WORKING DATA:
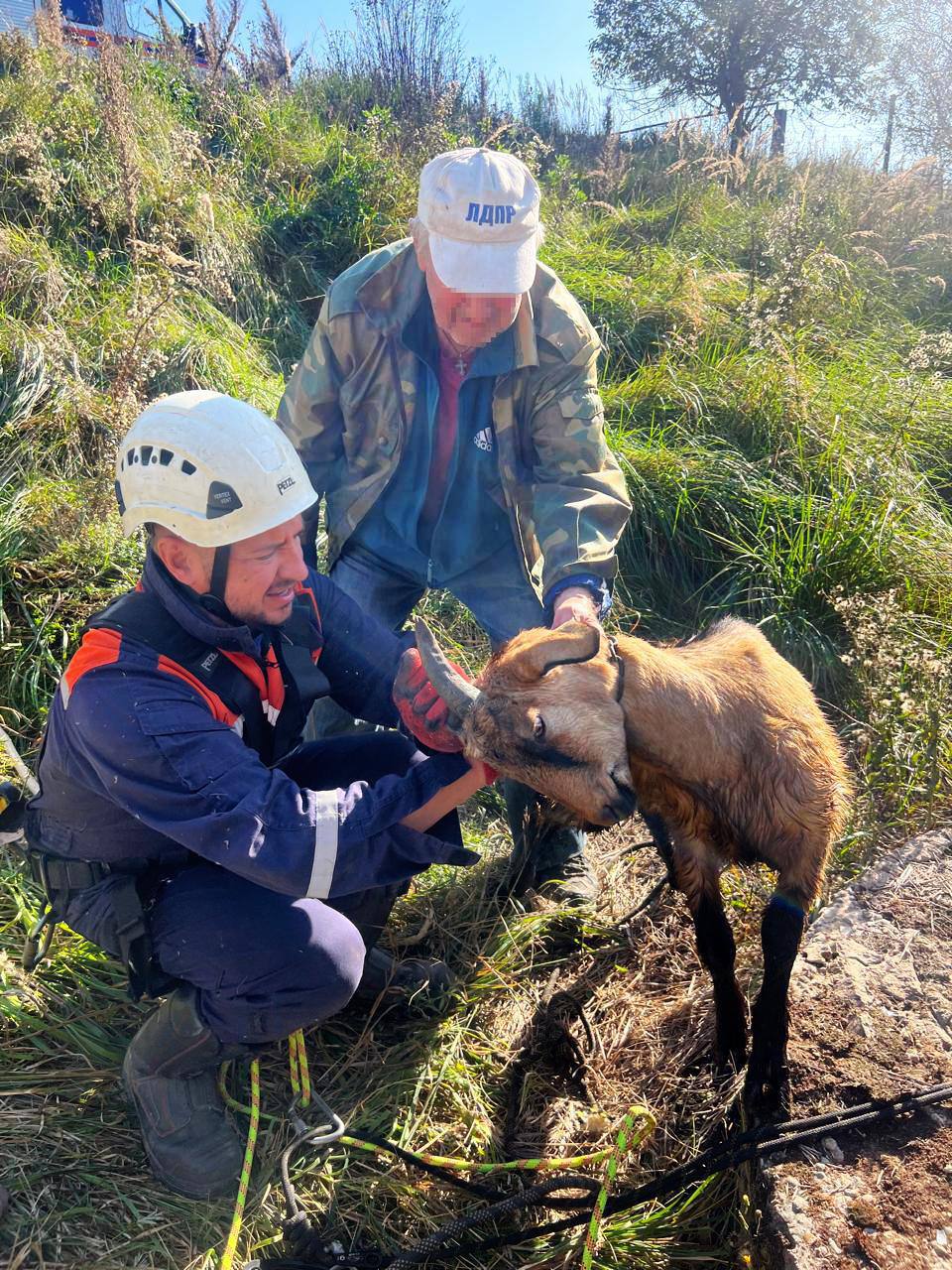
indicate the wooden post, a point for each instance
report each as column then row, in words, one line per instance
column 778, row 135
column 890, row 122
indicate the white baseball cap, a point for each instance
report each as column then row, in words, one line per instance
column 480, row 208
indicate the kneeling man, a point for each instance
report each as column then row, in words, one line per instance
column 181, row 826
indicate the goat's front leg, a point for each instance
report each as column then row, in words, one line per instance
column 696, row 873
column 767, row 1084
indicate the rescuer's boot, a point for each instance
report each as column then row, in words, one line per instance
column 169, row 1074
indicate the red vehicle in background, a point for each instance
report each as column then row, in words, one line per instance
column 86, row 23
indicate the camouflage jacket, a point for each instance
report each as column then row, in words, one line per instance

INSTRUCTION:
Give the lines between the one holding "indicate the rescuer's" and the one holding "column 86, row 23", inclusive, as a JSON list of strings, one string per line, with blank lines left out.

CORRECT OUTPUT:
[
  "indicate the rescuer's boot, a point for each instance",
  "report each as column then row, in words, one line per instance",
  "column 169, row 1074",
  "indicate the red vehicle in background, a point for each instance",
  "report each as column then row, in words, one line per instance",
  "column 86, row 23"
]